* Texte extrait *
━━━━━━━━━━

• — Dans la vie des hommes, il y a toujours un événement particulier qui lorsque l’on se souvient de lui, évoque quelque chose de précis. Cela peut être un mot, une situation, un personnage, une date ou mille autres petits détails qui paraissaient anodins et qui pourtant prouvent le contraire en insistant pour que l’on se souvienne d’eux. À peine, la chose est-elle entrevue en nos mémoires, que le grand livre des souvenirs s’ouvre à une page précise et notre esprit est prié de faire le reste. Alors, selon l’histoire, c’est avec joie ou angoisse que nous nous replongeons dans le passé.

    Cette petite chose particulière chez moi, n’est autre qu’une innocente cloche qui résonnait dans la cour de l’école à heure fixe, mais qui étrangement n’a jamais éveillé en moi de souvenir mélancolique.  Tout juste était-elle une parenthèse dans notre journée de petits journaliers studieux ou distraits. Je vous avouerai que, cour pour cour, je lui préférais celle de la ferme qui ne connaissait que de rares moments d’accalmie.

━━━━━━━━━━

* Données fournies *
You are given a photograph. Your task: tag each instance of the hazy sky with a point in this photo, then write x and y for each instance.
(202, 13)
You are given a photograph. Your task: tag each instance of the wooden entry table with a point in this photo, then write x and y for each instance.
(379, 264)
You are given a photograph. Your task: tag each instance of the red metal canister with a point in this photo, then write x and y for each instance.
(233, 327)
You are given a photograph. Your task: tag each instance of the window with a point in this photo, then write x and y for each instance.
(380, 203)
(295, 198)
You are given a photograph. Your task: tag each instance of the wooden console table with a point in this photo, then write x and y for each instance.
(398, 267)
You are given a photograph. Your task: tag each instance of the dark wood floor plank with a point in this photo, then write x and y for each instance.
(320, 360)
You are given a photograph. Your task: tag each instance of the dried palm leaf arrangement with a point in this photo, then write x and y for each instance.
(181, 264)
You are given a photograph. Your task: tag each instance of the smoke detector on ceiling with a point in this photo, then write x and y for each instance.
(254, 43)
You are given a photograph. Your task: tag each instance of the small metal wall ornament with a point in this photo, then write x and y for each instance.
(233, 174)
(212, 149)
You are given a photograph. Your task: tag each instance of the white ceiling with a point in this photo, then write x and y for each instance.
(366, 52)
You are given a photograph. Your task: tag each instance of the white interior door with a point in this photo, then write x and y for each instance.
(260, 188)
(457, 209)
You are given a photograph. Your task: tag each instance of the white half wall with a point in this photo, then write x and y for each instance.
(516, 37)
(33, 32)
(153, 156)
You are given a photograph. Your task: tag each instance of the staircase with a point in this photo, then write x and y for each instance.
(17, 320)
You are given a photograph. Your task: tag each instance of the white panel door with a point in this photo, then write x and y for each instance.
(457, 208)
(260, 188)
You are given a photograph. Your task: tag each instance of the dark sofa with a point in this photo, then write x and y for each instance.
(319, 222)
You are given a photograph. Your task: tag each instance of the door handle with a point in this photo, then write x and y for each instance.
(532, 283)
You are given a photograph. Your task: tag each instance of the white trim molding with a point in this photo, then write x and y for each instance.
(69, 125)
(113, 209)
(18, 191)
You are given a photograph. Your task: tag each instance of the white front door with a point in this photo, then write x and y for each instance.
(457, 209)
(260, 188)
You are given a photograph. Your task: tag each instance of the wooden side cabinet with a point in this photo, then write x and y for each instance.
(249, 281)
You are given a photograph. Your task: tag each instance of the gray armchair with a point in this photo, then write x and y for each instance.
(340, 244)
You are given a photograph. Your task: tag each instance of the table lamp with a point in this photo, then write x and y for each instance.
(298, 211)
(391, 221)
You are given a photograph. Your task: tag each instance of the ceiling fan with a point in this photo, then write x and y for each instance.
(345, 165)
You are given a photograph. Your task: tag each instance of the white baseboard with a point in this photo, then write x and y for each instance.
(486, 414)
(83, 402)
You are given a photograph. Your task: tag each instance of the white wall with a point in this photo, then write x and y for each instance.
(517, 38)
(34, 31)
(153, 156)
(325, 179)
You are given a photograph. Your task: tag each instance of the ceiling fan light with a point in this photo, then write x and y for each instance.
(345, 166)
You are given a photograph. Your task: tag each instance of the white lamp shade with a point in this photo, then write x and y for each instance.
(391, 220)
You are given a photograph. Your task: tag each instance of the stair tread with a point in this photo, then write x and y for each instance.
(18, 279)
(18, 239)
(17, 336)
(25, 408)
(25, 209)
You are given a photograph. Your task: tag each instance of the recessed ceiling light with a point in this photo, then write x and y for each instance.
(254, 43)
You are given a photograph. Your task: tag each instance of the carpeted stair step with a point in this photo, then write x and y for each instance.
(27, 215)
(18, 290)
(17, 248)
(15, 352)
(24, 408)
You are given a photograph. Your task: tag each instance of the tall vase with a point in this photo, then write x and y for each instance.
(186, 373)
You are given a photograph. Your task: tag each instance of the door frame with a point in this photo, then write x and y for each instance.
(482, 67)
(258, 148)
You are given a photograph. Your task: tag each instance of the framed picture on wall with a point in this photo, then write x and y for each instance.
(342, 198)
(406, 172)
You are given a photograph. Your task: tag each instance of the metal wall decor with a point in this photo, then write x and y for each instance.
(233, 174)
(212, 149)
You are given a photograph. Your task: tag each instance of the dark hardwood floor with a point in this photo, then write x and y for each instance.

━━━━━━━━━━

* Votre objectif *
Poursuivez la rédaction du texte sur la cloche de l'école en reprenant juste après sa dernière phrase. Le matériel ci-dessus n'est pas requis.

* Réponse attendue *
    Sur son aire, les charrettes étaient toujours en instance de départ ; les tombereaux avaient toujours le ventre plein rentrant des champs ou allant y déposer les tas d’un fumier qui enrichissait la terre plutôt que de la rendre stérile. Les charrues dès la sortie de l’hiver semblaient pressées d’éventrer la terre et d’y aligner parfaitement les sillons, les uns à la suite des autres. Faisant face aux brabants aux versoirs aussi luisants qu’un miroir, la vieille moissonneuse lieuse semblait impatiente que les blés soient mûrs afin de parcourir les champs sous le ciel bleu de l’été.  

    La cour de l’école en mon esprit n’évoque aucun souvenir heureux. D’abord, elle était exigüe et ne résonnait que de cris d’enfants qui, eut-on cru, avaient le verbe plus haut en ce lieu que dans la classe à l’heure de la grammaire. Pas de souvenirs qui laissèrent de la joie en ma mémoire, car c’est là que les instituteurs d’alors voyaient les coups que je rendais aux autres enfants alors qu’ils ignoraient ceux que je recevais. Le préau était bas et gris alors que celle de la ferme avait le ciel pour toiture et sous lui, c’était la vie qui s’installait de l’aurore au couchant. La cour de l’école communale était séparée de celle des filles par un mur si haut qu’il décourageait les candidats à l’escalade.

    Celle de la ferme était immense et sur son pourtour s’ouvraient les bâtiments. On pouvait y voir transiter les bestiaux en partance pour les pâtures et à leur retour, les regarder piétiner devant les abreuvoirs.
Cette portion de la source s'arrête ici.